INPUT:
● ● ● ● ●
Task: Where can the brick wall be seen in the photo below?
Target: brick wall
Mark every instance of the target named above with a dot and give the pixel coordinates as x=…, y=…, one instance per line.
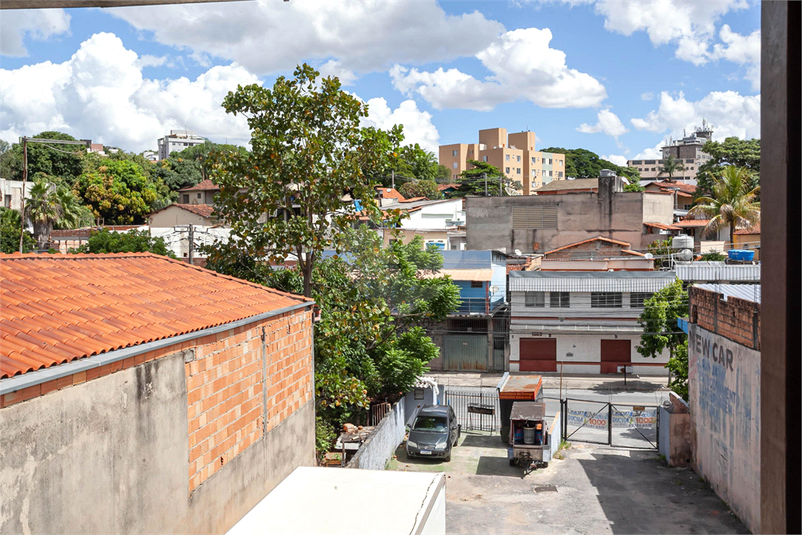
x=735, y=318
x=225, y=388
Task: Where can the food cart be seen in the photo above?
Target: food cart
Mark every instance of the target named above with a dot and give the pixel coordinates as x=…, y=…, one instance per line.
x=514, y=388
x=529, y=439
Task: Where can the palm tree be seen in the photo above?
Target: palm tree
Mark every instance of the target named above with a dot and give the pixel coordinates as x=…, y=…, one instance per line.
x=732, y=204
x=670, y=166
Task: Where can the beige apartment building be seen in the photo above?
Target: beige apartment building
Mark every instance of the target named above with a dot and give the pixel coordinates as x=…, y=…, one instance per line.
x=514, y=154
x=687, y=150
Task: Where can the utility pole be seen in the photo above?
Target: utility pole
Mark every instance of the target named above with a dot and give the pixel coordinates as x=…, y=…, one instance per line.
x=24, y=179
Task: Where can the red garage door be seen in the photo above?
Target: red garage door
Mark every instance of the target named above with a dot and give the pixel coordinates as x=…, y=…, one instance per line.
x=538, y=355
x=615, y=353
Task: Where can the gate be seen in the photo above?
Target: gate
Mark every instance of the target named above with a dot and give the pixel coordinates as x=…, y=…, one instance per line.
x=611, y=423
x=477, y=408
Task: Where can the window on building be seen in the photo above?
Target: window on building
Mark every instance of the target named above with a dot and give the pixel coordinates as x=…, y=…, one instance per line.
x=636, y=299
x=535, y=299
x=605, y=299
x=559, y=300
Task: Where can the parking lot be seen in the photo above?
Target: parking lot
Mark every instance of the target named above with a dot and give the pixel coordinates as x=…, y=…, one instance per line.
x=594, y=489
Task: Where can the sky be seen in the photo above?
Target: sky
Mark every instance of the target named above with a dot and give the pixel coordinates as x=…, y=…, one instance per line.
x=617, y=77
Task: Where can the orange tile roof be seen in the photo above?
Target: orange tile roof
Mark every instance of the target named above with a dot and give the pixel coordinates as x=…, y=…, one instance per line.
x=59, y=308
x=692, y=223
x=204, y=185
x=203, y=210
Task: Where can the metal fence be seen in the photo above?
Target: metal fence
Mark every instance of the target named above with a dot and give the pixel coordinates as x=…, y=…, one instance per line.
x=477, y=408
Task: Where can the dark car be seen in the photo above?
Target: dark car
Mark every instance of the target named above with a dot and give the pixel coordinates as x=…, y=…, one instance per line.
x=433, y=433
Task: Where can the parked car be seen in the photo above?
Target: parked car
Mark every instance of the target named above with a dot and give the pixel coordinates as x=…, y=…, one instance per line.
x=433, y=433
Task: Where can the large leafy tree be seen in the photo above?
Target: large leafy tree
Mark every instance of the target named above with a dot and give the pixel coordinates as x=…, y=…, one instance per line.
x=64, y=162
x=134, y=241
x=732, y=151
x=670, y=167
x=659, y=320
x=119, y=191
x=10, y=229
x=299, y=187
x=420, y=188
x=732, y=204
x=582, y=163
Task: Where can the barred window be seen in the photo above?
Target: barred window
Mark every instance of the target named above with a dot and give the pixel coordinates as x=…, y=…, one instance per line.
x=535, y=299
x=637, y=299
x=559, y=300
x=605, y=300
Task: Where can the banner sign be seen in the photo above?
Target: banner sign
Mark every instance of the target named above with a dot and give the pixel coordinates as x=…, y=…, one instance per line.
x=588, y=419
x=635, y=419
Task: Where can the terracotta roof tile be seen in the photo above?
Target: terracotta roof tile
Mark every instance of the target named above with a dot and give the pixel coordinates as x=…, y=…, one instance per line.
x=58, y=308
x=204, y=185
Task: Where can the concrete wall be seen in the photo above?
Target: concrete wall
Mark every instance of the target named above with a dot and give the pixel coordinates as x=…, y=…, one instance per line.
x=380, y=446
x=580, y=216
x=724, y=393
x=156, y=446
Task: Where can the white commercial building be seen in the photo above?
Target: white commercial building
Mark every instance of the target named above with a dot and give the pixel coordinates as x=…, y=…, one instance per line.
x=177, y=141
x=581, y=321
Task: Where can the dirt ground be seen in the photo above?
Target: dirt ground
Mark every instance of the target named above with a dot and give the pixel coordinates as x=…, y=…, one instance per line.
x=594, y=490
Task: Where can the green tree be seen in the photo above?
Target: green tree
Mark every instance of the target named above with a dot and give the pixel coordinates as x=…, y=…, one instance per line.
x=134, y=241
x=670, y=166
x=61, y=161
x=472, y=180
x=10, y=228
x=119, y=191
x=286, y=197
x=730, y=152
x=732, y=204
x=420, y=188
x=659, y=320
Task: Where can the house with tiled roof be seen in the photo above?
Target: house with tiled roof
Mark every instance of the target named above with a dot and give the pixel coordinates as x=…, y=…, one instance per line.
x=142, y=394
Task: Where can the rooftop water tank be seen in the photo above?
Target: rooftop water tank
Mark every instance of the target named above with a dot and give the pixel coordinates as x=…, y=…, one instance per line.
x=682, y=242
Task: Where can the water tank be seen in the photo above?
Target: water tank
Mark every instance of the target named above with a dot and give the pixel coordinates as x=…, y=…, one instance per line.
x=682, y=242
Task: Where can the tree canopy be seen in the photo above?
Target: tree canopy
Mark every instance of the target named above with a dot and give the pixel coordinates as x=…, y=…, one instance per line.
x=306, y=176
x=582, y=163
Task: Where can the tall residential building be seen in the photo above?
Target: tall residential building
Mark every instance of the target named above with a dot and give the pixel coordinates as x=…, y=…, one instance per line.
x=514, y=154
x=177, y=141
x=687, y=150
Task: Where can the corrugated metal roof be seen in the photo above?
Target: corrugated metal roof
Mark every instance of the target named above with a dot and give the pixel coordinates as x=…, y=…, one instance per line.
x=718, y=271
x=747, y=292
x=590, y=281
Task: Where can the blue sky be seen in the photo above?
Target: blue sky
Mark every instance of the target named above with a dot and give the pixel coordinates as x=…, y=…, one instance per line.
x=616, y=77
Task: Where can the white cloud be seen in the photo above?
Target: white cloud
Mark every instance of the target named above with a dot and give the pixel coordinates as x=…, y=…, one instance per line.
x=741, y=49
x=523, y=67
x=616, y=159
x=100, y=93
x=418, y=127
x=730, y=113
x=267, y=36
x=608, y=123
x=38, y=24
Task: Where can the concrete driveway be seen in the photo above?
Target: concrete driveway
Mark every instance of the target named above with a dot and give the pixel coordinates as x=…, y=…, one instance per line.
x=594, y=489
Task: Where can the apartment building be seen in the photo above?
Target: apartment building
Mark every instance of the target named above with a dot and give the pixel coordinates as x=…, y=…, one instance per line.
x=177, y=141
x=687, y=150
x=514, y=154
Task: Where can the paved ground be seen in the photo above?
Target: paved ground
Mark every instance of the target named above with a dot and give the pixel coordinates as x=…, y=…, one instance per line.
x=594, y=489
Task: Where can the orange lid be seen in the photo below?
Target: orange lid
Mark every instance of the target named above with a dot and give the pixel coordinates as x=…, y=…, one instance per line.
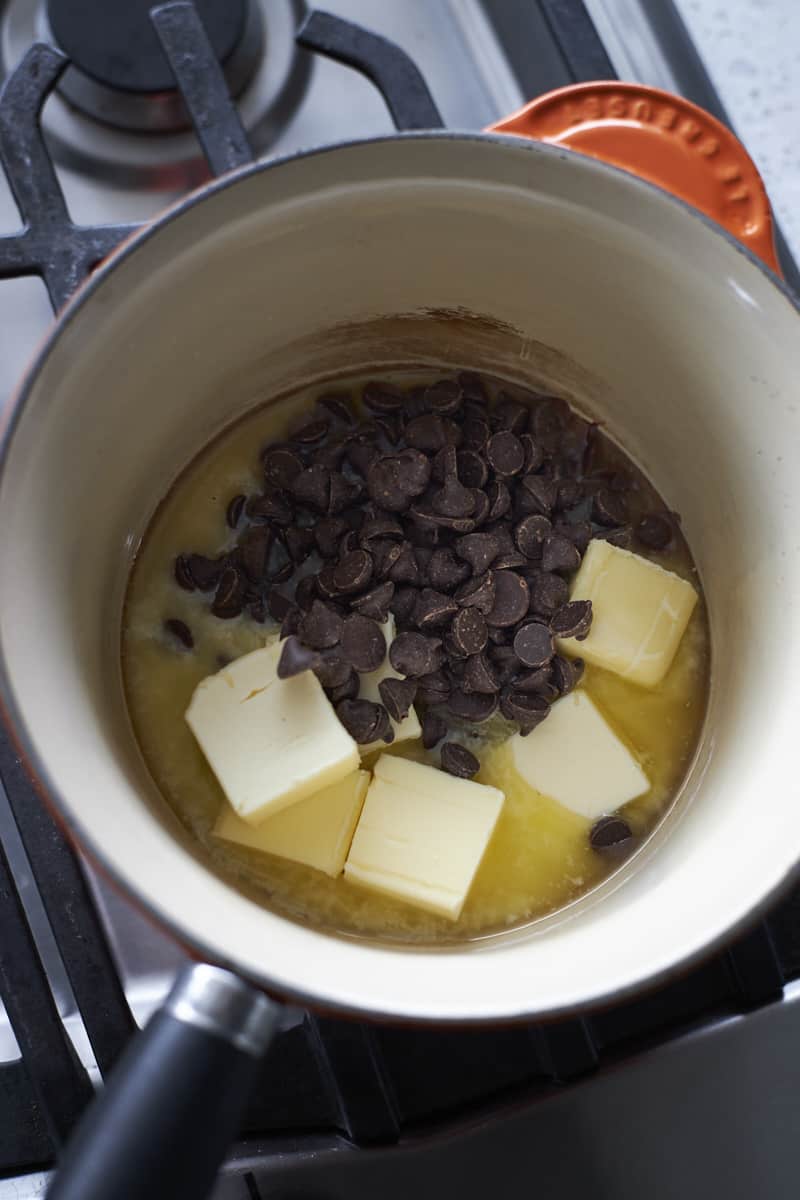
x=665, y=139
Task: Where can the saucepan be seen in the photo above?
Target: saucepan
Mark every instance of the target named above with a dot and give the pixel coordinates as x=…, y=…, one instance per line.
x=492, y=251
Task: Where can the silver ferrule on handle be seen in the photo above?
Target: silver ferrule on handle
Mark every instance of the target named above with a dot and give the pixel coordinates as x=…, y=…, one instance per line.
x=220, y=1002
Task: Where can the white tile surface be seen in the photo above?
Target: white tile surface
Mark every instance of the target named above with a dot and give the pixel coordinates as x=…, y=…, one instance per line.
x=751, y=49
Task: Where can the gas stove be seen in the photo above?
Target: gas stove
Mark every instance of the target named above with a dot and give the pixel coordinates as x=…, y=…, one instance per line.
x=618, y=1101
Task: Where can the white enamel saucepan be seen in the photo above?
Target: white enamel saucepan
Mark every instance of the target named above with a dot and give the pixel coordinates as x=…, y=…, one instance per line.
x=457, y=250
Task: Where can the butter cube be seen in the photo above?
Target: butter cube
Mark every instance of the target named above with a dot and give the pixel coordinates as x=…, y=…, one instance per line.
x=407, y=729
x=270, y=742
x=639, y=613
x=577, y=760
x=316, y=832
x=421, y=834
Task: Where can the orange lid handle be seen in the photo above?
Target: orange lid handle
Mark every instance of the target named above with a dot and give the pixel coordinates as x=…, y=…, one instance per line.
x=665, y=139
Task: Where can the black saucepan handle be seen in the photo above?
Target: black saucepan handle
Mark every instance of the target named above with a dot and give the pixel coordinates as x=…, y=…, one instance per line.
x=173, y=1104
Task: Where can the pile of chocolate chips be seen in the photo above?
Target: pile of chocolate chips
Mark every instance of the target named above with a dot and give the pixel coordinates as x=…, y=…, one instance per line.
x=463, y=519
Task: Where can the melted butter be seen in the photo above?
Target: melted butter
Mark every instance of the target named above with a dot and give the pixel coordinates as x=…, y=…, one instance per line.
● ● ● ● ●
WORK ORDER:
Of the entries listed above, reproduce only the lines starting at the line containing "Task: Where can the concrete wall" and ending at the line containing "Target: water tank". Include both, exactly as they stand.

RESULT FOR THIS TASK:
Task: Where can the concrete wall be seen in the photo above?
Target: concrete wall
Mark every instance of the target named above with a dot and give the pixel coordinates as x=…, y=…, one instance per line.
x=380, y=446
x=580, y=216
x=724, y=393
x=156, y=446
Task: Where can the white commercial building be seen in the photo above?
Target: white commercial building
Mark every instance of the target named above with a dot and give the pixel coordinates as x=…, y=…, one instance per line.
x=177, y=141
x=581, y=321
Task: Where can the dirt ground be seen in the photo above?
Target: dirt ground
Mark every instance of the target named above with a dot and give the pixel coordinates as x=…, y=…, one instance per line.
x=594, y=490
Task: Where can the green tree be seen in the photo above?
Target: green tree
Mark every instance of the target named above with a dot and give the pixel coordinates as x=…, y=…, one instance per line.
x=134, y=241
x=670, y=166
x=61, y=161
x=472, y=180
x=10, y=228
x=119, y=191
x=286, y=197
x=730, y=152
x=732, y=204
x=420, y=188
x=659, y=320
Task: Where can the house with tiled roof be seen in the photo above?
Target: house with tiled roof
Mark every instance of the target named above with a dot and give the pixel coordinates as x=…, y=…, one instance per line.
x=142, y=394
Task: Where can the rooftop water tank be seen in the photo above?
Target: rooftop water tank
Mark every instance of the target named above with a dot and give the pixel coordinates as x=…, y=…, one instance per line.
x=682, y=242
Task: Where can the water tank be seen in the photo above?
Target: water tank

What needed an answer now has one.